** Written problem 1 **
In the text on the GoodData query language, who originally created the system that turns MAQL into SQL queries?
** Written problem 2 **
Carry on writing the text on the GoodData query language, beginning right after its final sentence.
-------- Page text --------
For previous part (2/3), continue here
Discovering the value you can’t see.
Creating a query language is the most complicated task to be solved in BI. It’s not about saving big data, not about their processing, nor about drawing graphs and making API to have a good cooperation with our clients. You cannot buy a query language nor program it in a month.
If the query language gets too complicated the customer won’t manage to work with it. If the query language gets too stupid the customer won’t manage to work with it the way he needs to. GoodData has a simple language to express any complicated questions about the data. At the same time, it has a device that helps it to apply the language to any complicated BI project (or logical data model). In the case of GoodData it has already been mentioned that MAQL/AQW – in my point of view- is the one that is irreplaceable. Furthermore, guys from Prague and Brno – Tomáš Janoušek, David Kubečka and Tomáš Jirotka have widened the AQE with a set of mathematical proofs (complicated algebra) that allow us quick tests of whether the new functions in AQE apply to any type of logical models. That’s how GoodData makes sure that the translations between (MAQL) metrics and some SQL in the lower databases are correct. AQE then helps a common user to overcome the chasm that separates him from low-level scripting.
UPDATE 17. 11. 2013: MAQL is a query language that is translated with MAQL interpreter (before known as QT – “Query Tree” engine) into a tree of queries using the basis of logical model (LDM). These queries are actually definitions of “star joins” in which “Star Generator” (SJG) creates its own SQL queries in DB backend according to the physical data model (PDM – lays below LDM). The whole thing was created at the beginning by Michal Dovrtěl and Hynek Vychodil. The new implementation of AQE further helped to lay all of this onto a solid mathematical basis of ROLAP algebra (which is similar to relation algebra).
After weeks of persuading and yes, bribes, I managed to beg lightly censored examples of queries that AQE creates out of metrics I wrote for this purpose. I guess this is the first time anyone has actually published this....
The right Y-Axis on the graph shows me how many contracts I have done in Afghanistan, Albania, Algeria and American Samoa in the last 13 months. On the left Y-Axis I can see with a blue line how much regular income my salespeople have brought me and the green line indicates how much was the median sales in a given month (the inputs are de-facto identical with the table at from Part 1 of the previous blog posts).
The graph then shows me three metrics (as per the legend below the graph):
"# IDs” = SELECT COUNT(ID (Orders)) – counts the number of components.
“Avg Employee” = SELECT AVG(revenue per employee) – counts the mean of (auxiliary) metrics counting the sum of turnover to salesperson.
“Median Employee” = SELECT MEDIAN(revenue per employee) – counts the median of (auxiliary) metrics counting the sum of turnover of salespeople.
and the auxiliary metrics:
"revenue per employee” = SELECT SUM(totalPrice (Orders)) BY employeeName (Employees) – counts the values of components (some sales) at the level of salesperson.
For the most part, everything explains itself – maybe except “BY” which states that the money “totalPrice (Orders)” is counted per salesperson and not chaotically within itself. I dare say that anyone who is willing and tries MAQL even a little bit is going to learn (or for that matter we can teach it to you with Keboola Academy any time☺).
-------- Data supplied --------
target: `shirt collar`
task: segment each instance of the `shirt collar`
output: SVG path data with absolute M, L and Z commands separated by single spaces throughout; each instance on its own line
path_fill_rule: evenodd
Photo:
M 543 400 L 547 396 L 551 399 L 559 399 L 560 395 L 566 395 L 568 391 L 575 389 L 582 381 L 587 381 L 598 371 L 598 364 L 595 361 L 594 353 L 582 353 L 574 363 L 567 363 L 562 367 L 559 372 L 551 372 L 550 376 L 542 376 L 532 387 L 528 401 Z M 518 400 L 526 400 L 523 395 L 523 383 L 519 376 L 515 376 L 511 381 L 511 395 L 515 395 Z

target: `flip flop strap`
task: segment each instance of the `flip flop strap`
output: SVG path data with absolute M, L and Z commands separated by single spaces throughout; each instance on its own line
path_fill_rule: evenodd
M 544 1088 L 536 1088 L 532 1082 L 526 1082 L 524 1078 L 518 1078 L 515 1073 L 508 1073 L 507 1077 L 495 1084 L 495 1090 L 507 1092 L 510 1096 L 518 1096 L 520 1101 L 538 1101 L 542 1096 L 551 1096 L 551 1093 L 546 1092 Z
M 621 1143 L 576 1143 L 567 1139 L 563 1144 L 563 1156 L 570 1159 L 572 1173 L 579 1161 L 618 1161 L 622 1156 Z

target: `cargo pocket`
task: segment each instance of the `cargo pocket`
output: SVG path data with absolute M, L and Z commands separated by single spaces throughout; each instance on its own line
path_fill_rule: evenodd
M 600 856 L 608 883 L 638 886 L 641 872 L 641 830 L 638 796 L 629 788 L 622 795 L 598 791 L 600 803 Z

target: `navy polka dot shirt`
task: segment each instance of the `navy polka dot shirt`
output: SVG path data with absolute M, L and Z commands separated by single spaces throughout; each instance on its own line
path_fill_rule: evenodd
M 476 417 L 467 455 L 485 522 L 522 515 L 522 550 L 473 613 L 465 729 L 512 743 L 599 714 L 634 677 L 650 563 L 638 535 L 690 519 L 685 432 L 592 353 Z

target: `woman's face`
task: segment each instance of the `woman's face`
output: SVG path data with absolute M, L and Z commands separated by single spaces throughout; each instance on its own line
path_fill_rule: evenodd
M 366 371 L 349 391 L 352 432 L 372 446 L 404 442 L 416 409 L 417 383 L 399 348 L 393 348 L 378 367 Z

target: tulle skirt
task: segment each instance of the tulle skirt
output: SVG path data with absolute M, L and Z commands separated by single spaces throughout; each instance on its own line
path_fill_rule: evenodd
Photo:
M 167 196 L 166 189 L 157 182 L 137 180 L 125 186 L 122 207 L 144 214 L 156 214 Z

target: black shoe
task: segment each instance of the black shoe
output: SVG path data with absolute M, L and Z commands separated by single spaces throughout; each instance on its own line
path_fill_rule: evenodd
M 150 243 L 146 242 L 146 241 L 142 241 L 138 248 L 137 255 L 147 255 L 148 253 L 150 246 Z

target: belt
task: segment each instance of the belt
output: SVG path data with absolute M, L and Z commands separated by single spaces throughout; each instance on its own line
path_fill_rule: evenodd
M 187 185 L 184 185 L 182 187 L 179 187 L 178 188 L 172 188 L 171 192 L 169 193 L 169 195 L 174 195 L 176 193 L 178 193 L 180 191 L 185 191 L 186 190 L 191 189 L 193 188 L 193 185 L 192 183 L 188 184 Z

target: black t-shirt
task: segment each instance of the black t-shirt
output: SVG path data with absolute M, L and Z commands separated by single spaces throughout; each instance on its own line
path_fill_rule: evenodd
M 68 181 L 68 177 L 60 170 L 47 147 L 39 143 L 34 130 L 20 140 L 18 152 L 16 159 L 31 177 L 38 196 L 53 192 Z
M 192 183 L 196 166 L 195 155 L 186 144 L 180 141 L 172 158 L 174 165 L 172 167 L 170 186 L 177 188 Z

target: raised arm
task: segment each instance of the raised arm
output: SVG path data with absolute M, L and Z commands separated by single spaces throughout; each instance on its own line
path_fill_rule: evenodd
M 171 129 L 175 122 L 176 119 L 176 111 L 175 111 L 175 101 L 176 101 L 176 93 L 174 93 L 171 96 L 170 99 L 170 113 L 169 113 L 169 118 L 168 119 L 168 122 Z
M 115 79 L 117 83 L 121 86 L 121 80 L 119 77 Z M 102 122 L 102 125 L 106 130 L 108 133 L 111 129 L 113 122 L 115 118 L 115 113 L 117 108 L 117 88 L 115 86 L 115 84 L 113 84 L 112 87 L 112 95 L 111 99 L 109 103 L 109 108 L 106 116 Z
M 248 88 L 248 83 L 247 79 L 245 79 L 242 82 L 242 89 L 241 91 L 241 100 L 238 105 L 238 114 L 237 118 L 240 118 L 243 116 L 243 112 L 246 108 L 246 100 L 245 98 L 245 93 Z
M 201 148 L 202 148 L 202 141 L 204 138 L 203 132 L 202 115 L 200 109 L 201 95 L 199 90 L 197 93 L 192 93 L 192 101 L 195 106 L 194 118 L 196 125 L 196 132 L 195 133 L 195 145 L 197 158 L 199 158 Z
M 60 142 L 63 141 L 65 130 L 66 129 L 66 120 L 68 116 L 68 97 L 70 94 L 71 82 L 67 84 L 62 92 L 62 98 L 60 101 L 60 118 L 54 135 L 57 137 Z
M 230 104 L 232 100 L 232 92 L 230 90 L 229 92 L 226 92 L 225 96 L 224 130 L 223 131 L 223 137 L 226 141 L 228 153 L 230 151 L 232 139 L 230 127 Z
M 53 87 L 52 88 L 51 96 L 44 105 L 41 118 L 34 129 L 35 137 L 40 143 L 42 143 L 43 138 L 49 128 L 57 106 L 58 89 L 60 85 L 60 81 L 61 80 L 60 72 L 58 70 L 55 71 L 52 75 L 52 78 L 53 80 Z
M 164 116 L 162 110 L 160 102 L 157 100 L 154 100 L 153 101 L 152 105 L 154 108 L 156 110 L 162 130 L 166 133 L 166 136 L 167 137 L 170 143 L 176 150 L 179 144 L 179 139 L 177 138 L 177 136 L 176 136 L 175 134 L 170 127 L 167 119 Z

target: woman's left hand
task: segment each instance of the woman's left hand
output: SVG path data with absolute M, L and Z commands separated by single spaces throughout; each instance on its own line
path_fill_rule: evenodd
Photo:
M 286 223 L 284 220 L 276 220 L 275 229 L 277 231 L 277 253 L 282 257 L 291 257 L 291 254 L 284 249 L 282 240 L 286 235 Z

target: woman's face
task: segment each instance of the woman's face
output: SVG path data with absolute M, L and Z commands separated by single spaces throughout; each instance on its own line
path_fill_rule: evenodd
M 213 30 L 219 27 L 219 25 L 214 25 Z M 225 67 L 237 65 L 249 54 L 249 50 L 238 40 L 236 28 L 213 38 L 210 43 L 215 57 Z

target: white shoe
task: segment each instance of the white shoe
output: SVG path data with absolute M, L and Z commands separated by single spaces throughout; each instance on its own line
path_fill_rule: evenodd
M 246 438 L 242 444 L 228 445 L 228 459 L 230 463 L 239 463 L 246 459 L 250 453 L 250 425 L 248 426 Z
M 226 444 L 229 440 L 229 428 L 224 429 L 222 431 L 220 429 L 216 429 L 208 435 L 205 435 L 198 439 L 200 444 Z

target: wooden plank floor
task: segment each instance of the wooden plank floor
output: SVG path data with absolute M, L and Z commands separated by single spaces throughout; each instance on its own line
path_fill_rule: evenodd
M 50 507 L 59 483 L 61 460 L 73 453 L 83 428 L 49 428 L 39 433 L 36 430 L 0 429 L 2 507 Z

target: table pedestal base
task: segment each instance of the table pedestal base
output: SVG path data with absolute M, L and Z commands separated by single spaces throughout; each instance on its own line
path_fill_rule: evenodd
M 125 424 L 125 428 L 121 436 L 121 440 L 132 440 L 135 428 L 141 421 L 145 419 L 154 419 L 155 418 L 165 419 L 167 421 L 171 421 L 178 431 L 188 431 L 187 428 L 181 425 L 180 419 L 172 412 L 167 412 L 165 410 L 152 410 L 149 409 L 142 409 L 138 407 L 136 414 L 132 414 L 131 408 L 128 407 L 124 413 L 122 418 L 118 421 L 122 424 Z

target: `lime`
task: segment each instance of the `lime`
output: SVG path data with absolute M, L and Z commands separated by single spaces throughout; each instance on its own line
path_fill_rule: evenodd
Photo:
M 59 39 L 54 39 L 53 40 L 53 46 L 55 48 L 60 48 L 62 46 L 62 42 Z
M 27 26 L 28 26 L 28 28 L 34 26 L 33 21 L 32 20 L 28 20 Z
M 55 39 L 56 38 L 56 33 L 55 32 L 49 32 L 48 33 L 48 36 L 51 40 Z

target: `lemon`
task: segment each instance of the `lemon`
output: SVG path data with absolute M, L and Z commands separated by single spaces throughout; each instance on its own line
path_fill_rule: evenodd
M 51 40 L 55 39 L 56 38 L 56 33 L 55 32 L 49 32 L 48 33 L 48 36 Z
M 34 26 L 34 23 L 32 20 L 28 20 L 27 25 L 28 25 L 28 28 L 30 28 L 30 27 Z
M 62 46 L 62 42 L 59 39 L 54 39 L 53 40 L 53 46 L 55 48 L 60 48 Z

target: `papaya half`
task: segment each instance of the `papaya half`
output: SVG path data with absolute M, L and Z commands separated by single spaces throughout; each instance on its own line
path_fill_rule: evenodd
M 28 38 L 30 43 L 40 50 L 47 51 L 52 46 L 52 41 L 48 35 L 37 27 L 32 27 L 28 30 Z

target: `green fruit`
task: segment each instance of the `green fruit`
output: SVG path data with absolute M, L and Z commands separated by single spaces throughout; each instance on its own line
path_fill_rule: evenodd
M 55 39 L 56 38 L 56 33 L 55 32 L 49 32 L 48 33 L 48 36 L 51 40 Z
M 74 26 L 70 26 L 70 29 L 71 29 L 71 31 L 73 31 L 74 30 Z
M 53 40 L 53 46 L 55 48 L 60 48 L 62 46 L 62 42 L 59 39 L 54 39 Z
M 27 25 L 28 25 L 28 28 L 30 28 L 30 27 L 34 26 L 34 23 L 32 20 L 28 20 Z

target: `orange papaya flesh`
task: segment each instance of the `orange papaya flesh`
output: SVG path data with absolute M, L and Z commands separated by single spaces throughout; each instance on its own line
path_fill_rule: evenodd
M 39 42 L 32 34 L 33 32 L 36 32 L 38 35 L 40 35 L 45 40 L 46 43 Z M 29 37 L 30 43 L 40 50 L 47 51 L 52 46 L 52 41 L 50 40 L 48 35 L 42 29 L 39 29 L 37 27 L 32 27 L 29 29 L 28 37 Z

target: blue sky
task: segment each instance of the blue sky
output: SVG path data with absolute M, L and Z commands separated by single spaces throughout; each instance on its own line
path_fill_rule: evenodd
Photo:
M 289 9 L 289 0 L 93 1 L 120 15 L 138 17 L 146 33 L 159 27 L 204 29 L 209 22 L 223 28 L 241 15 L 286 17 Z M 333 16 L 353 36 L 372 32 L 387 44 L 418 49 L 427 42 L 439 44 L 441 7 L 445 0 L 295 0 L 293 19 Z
--------
** Expected output 1 **
Michal Dovrtěl and Hynek Vychodil.

** Expected output 2 **
And now the most important thing... see below how AQE translates to the following SQL:
With a little bit of exaggeration we can say that creating my report is actually quite difficult but thanks to AQE, it does not bother me at all.
If these three hypotheses are valid:
- If GoodData won’t earn me a bunch of money, I won’t use it.
- I will earn a bunch of money, but only by the use of a BI project created to suit MY exact needs.
- BI that is created to suit MY exact needs is a complex matter that we can only manage with AQE.
… then the basis of the success of GoodData is AQE.
A footnote: the before mentioned MAQL metrics are simple examples. Sometimes it is necessary to build the metrics so complicated that it’s almost impossible to imagine what must happen to the background data. This is an example of metrics from one project where analytics stands upon the unstructured texts. Metrics counts the conversation topics in current time by moderators:
Lukáš Křečan once blogged (CZ) that people are the greatest competition advantage of GoodData.
Translation: “Our biggest competitive advantage is not a unique technology that no one else has. The main thing is people. ”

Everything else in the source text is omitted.